Excerpts from location labeling data:
____________

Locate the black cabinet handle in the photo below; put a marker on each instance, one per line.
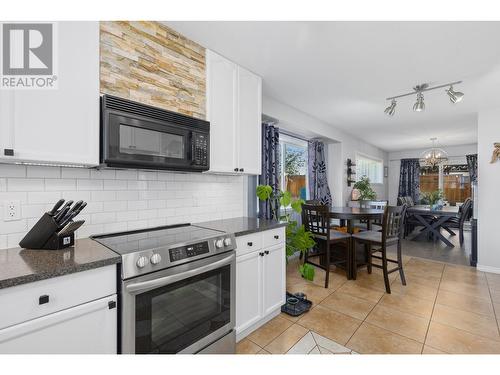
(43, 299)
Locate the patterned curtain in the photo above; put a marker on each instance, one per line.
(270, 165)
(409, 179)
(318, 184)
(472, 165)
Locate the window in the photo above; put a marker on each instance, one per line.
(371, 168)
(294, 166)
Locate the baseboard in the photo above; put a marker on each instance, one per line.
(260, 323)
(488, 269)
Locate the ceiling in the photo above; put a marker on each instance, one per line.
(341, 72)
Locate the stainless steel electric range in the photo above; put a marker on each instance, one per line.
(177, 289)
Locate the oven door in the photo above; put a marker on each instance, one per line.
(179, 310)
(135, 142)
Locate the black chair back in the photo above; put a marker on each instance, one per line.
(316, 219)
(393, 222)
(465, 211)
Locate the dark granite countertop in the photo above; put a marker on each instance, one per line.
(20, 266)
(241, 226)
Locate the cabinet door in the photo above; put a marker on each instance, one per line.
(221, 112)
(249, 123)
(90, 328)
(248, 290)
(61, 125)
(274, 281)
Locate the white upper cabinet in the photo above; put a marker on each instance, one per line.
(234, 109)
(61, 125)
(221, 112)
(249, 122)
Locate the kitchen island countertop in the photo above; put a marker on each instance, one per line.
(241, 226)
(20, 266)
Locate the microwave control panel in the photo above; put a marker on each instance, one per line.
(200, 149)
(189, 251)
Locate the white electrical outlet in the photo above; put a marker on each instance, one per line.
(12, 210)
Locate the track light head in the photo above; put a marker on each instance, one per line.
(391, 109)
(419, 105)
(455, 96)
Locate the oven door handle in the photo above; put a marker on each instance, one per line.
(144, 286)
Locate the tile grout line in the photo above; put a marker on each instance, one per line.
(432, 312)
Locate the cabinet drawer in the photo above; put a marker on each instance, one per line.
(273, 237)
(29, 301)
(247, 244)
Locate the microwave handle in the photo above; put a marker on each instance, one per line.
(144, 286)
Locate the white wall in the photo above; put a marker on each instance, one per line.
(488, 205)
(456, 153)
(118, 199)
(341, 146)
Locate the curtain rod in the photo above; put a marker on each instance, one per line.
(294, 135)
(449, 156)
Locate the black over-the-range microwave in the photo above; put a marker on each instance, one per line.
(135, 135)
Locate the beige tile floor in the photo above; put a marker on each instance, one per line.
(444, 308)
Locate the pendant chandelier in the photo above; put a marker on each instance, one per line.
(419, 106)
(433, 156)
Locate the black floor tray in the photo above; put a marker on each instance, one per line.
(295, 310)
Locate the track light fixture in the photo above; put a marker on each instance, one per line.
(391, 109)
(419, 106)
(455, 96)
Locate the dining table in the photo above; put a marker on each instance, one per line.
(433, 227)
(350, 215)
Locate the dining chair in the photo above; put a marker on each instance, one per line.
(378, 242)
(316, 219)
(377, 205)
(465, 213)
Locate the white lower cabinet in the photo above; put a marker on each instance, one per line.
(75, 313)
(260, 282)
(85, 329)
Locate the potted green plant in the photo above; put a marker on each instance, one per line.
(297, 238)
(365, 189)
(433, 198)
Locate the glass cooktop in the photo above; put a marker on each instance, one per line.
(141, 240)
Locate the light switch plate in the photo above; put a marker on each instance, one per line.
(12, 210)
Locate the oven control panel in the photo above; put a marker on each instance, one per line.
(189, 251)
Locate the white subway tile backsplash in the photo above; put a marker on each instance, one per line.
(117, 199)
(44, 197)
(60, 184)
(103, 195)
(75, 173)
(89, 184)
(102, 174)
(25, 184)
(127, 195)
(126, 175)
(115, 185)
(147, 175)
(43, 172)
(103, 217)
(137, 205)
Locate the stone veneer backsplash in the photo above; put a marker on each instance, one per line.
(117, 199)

____________

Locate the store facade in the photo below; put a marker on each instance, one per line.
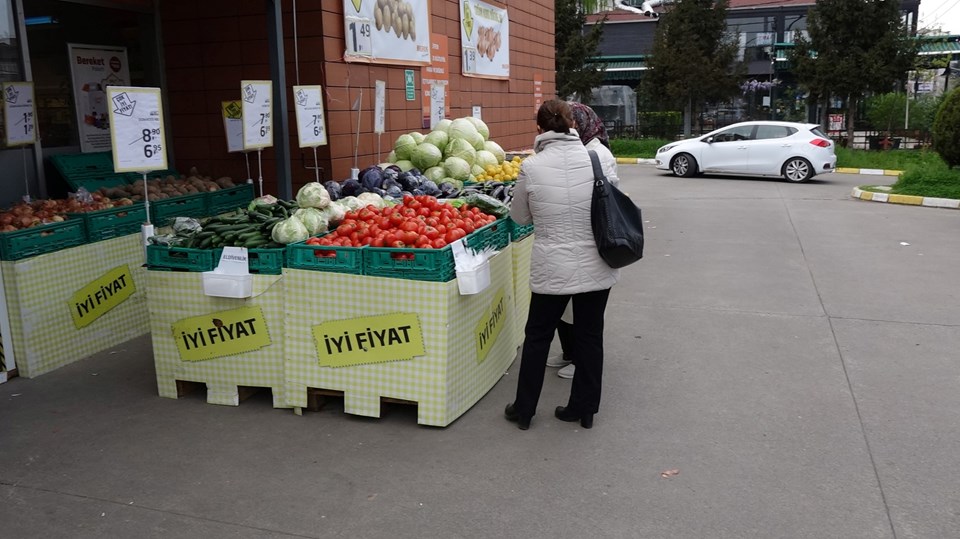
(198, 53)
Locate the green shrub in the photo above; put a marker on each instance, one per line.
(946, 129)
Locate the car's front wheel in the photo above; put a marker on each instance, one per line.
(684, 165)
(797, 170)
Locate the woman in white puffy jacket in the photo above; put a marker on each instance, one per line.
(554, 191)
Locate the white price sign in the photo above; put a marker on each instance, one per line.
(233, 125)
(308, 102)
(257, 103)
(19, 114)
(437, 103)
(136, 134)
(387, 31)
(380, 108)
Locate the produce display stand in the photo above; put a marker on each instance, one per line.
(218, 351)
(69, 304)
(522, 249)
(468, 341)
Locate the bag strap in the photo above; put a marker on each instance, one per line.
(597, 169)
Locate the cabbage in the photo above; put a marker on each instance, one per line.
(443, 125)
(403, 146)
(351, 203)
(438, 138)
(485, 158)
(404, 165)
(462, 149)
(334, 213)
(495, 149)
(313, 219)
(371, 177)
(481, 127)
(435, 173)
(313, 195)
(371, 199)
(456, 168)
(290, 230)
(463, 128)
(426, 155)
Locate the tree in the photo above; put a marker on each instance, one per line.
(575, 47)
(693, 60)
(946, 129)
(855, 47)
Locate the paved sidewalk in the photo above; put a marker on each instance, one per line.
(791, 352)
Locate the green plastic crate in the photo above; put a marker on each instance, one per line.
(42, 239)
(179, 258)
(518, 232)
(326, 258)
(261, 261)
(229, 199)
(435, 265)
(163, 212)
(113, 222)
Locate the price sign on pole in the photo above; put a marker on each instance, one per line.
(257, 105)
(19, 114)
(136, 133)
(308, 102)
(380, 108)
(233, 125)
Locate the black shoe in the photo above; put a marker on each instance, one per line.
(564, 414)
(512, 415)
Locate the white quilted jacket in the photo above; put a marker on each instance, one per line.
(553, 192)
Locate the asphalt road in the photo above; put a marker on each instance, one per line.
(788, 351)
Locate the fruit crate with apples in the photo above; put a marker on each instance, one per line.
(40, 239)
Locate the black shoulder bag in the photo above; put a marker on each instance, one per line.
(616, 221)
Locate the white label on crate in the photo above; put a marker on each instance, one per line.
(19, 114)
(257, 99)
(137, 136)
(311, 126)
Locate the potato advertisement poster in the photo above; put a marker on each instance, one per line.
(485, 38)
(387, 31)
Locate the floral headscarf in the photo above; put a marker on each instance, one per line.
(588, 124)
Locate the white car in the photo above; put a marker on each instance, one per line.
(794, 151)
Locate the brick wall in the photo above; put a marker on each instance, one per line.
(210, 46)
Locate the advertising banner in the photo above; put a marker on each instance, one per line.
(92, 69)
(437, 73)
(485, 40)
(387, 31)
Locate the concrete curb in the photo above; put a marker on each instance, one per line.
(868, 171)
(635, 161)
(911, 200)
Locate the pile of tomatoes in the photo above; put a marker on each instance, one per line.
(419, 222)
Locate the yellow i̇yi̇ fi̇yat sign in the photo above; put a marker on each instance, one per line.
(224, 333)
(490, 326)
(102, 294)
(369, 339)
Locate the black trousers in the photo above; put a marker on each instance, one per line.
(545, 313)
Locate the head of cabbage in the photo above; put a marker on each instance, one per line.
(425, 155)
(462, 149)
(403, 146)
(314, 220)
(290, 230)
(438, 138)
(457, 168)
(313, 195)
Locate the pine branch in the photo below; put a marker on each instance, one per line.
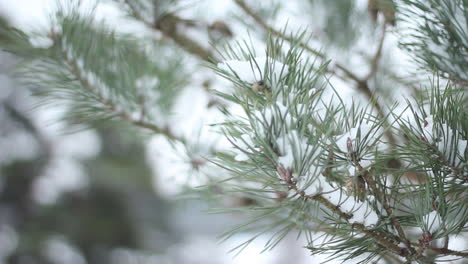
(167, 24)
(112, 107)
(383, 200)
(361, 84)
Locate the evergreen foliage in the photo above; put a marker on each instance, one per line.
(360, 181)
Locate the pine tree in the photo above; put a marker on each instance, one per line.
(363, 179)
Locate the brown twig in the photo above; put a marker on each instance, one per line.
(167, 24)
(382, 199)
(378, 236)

____________

GOAL:
Pick out every line of the listing above that contains the string "oven", matching case exactly.

WRITTEN SOLUTION:
Locate the oven door in the photo above; put a marker on each instance, one per line.
Locate the oven door handle in the photo above; put a marker on each instance, one per line.
Locate the oven control panel in the photo above; put a marker on each instance, one per line.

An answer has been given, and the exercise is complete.